In the copy, keep every word of the data below and none of its pictures.

[MATERIAL PROVIDED — start]

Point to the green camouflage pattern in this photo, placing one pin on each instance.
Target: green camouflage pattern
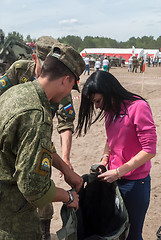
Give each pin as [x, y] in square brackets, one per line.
[23, 71]
[25, 160]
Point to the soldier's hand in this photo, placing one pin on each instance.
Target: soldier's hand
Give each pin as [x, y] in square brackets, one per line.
[69, 164]
[74, 180]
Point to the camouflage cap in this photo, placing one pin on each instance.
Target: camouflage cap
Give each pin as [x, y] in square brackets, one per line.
[43, 46]
[70, 57]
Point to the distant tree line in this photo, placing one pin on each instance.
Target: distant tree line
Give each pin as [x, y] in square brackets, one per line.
[98, 42]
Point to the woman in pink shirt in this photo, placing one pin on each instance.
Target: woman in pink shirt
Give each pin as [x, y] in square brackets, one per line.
[131, 141]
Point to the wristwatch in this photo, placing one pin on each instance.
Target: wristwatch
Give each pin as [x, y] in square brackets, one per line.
[71, 198]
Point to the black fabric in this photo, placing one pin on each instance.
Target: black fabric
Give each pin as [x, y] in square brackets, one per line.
[97, 215]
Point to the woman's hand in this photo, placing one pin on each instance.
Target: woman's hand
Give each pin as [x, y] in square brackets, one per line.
[109, 176]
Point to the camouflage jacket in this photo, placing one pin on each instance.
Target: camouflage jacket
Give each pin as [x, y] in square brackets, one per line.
[25, 158]
[23, 71]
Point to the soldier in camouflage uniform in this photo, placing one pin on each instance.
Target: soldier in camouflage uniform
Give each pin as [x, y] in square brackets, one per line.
[135, 64]
[27, 153]
[26, 70]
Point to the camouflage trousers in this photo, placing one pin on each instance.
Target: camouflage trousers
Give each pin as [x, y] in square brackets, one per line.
[19, 220]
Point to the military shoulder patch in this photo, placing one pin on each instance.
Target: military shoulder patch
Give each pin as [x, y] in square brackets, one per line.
[69, 109]
[4, 82]
[43, 166]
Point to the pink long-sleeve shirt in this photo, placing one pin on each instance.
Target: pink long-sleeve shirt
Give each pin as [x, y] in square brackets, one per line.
[129, 134]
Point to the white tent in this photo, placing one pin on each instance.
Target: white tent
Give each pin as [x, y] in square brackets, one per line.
[124, 52]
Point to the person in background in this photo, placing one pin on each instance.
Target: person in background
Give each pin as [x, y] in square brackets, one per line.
[105, 64]
[141, 63]
[97, 64]
[130, 64]
[87, 69]
[27, 152]
[25, 70]
[130, 144]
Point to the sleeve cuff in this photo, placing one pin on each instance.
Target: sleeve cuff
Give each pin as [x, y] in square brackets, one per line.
[47, 198]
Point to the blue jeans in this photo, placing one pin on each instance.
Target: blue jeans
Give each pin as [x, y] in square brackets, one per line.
[136, 196]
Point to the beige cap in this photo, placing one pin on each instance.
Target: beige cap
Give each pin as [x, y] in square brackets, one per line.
[71, 59]
[43, 46]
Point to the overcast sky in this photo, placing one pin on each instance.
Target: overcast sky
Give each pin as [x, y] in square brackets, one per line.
[116, 19]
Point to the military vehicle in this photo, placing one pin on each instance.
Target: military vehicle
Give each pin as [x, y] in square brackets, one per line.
[11, 51]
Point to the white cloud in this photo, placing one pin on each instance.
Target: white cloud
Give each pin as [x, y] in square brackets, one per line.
[68, 21]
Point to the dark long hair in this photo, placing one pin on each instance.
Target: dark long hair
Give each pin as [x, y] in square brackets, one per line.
[114, 95]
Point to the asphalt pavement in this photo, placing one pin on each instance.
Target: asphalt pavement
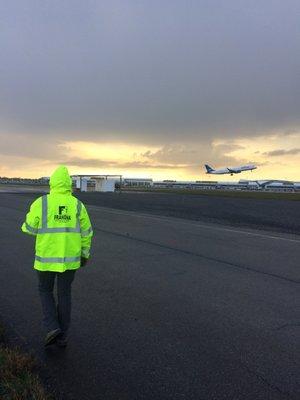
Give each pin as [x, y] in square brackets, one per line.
[167, 308]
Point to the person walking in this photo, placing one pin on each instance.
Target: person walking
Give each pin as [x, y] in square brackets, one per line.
[63, 233]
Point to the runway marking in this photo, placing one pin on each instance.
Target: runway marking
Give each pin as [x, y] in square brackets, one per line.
[193, 223]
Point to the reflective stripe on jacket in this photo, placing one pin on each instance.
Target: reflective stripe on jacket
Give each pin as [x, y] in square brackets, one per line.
[62, 226]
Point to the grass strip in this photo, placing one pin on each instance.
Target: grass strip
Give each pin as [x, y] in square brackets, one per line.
[19, 378]
[223, 193]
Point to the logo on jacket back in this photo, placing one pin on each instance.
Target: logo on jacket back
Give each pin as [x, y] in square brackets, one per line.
[62, 214]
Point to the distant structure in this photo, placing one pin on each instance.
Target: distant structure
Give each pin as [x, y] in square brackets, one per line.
[269, 185]
[97, 183]
[138, 182]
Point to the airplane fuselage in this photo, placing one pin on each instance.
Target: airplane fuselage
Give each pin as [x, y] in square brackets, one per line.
[232, 170]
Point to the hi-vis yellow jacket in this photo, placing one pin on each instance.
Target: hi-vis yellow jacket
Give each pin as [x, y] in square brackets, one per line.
[61, 225]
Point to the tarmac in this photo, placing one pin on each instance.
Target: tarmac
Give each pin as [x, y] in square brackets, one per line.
[167, 308]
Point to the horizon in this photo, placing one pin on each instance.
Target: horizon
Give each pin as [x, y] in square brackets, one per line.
[153, 90]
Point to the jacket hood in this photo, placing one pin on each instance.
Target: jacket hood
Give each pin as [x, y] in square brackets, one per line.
[60, 180]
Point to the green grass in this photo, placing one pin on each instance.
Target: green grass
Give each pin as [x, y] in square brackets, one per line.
[224, 193]
[19, 378]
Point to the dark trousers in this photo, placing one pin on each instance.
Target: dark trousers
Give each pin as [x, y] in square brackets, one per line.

[MATERIAL PROVIDED — finish]

> _ANSWER BOX_
Point to the green camouflage pattern in this photo, placing one pin on each instance.
Target: green camouflage pattern
Give each pin as [x, y] in square brackets, one per line.
[23, 71]
[25, 160]
Point to the soldier's hand in this photo, placing one pin on each instance.
Target: soldier's hand
Give each pin as [x, y] in square brackets, one per line.
[69, 164]
[74, 180]
Point to the camouflage cap in this photo, placing one pin on each instance.
Target: camouflage cap
Give each pin as [x, y] in square brackets, one per line.
[43, 46]
[70, 57]
Point to the distant tree line in this photo, placing one pin on each instance.
Target: distant tree line
Give each pin as [x, y] in square brackets, one per line.
[98, 42]
Point to the woman in pink shirt in this photo, placing one pin on each instance.
Target: woman in pink shirt
Give each pin as [x, y] in square brackets, one per line.
[131, 141]
Point to the wristwatch in this photo, placing one pin on each instance.
Target: wristwatch
Give each pin as [x, y] in square brackets, one per line.
[71, 198]
Point to the black fabric in this photo, placing one pin on each instance.
Target: black fabric
Give each pin as [x, y] in square brackets, one per line.
[97, 215]
Point to the woman's hand in this photo, placing one pin on each instance.
Target: woman's hand
Give each pin as [x, y] in square brackets, one per line.
[109, 176]
Point to the camouflage jacket in this photo, placing one pin on each instance.
Target: camouflage jacket
Give each pin as [x, y] in square brackets, one per line.
[25, 158]
[23, 71]
Point to the soldier in camouflage uniform in this photo, placing one pin on each instance.
Target: soldier in camouflage uniform
Give each pin as [x, y] in square brackets, one per line.
[135, 64]
[27, 153]
[26, 70]
Point to the camouflage trousers in this photo, placing one pin on each instance.
Target: camouflage trousers
Give each pin as [x, y] in square brackets, one per line.
[19, 220]
Point to the military shoulder patch in this photo, placing one pin on each instance.
Target: military shoulder patch
Give each pin as [x, y] in square brackets, one per line.
[69, 109]
[4, 82]
[43, 166]
Point to the pink long-sleeve shirt in this photo, placing one pin on each instance.
Target: pink long-sleeve shirt
Give each pin as [x, y] in square brackets, one per line.
[129, 134]
Point to the white tent in this photo, placing one pin on each instance.
Target: white tent
Give each pin as [x, y] in square brackets, one per line.
[124, 52]
Point to the person in background in this photo, placing one pin on each instance.
Target: person in background
Give each pin as [x, y] in square brackets, one per line.
[105, 64]
[141, 63]
[97, 64]
[130, 64]
[87, 69]
[27, 152]
[25, 70]
[130, 144]
Point to the sleeve cuff in this photo, placing one pin on each instance.
Target: sleeve cuff
Give each pin as [x, y] in square brackets, one per line.
[47, 198]
Point to the blue jeans in this photo, placing one pin on each instance.
Target: blue jeans
Give each pin as [x, y] in square brackets, one per line.
[136, 196]
Point to the beige cap in this photo, placing one pin on each instance.
Target: beige cap
Give each pin as [x, y] in square brackets, one per line.
[71, 59]
[43, 46]
Point to the overcast sky in this photo, placing one pin on each instance.
Target: overcast sky
Give each pin as [x, y] in square brackets, one per line.
[116, 19]
Point to the military vehicle in this photo, placing one pin on each instance.
Target: military vehicle
Give each pin as [x, y] in square brackets, one per line.
[11, 51]
Point to the white cloud in this photo, placing one pin on each instance.
Target: white cloud
Give each pin as [x, y] in square brackets, one per line.
[68, 21]
Point to the dark long hair in this photo, placing one pin on each instance.
Target: dark long hair
Give each pin as [x, y] in square brackets, one per line.
[114, 95]
Point to the asphalt pavement in this photo, placing one pin on each instance.
Target: asphalt pavement
Give each pin as [x, y] in square brackets, one per line.
[167, 308]
Point to the person walking in this photo, placing one pin on each instance.
Target: person walking
Give each pin as [x, y] in square brackets, one per line.
[63, 233]
Point to the runway marking in this photo, placing one pin on each instance.
Target: runway marking
Give each pin as [x, y] in square brackets, one per line.
[193, 223]
Point to the reflective stripe on jacket in this photo, placing one pin on each instance.
Target: reflective stripe on jacket
Give each pin as [x, y] in square brackets, one per line.
[62, 226]
Point to the grass strip in this photo, placing one pin on each instance.
Target: grass strip
Give each pin as [x, y] in square brackets, one per line.
[19, 378]
[223, 193]
Point to the logo on jacket back in this photo, placing one pin on each instance.
Target: logo on jacket back
Give each pin as [x, y] in square brackets, one per line.
[62, 214]
Point to the distant structure in this photo, placing one pin on each instance.
Target: distant structure
Give each pin as [x, y] in square brackets, one per line.
[269, 185]
[97, 183]
[138, 182]
Point to the airplane fuselage in this photo, placing one pin on each instance.
Target: airplane fuselage
Give each pin as [x, y] in square brackets, one per line.
[232, 170]
Point to the hi-vis yellow jacket in this photo, placing one pin on each instance.
Target: hi-vis yellow jacket
Give each pin as [x, y] in square brackets, one per line.
[61, 225]
Point to the tarmac in this photo, placing one pin on each instance.
Target: tarmac
Give each pin as [x, y] in square brackets, one per line.
[167, 308]
Point to the horizon in this photo, placing one pin on each instance.
Target: horizon
Give each pin as [x, y] in square brackets, one per line.
[153, 90]
Point to the jacket hood in this photo, placing one pin on each instance.
Target: jacket hood
Give each pin as [x, y] in square brackets, one per line.
[60, 180]
Point to the green grass in this photo, placing one pin on each instance.
Target: green grass
Give each pin as [x, y] in square brackets, one per line.
[224, 193]
[19, 378]
Point to the dark trousers in this photo, placing one pin on each instance.
Target: dark trousers
Give each pin as [x, y] in square brackets, one per line.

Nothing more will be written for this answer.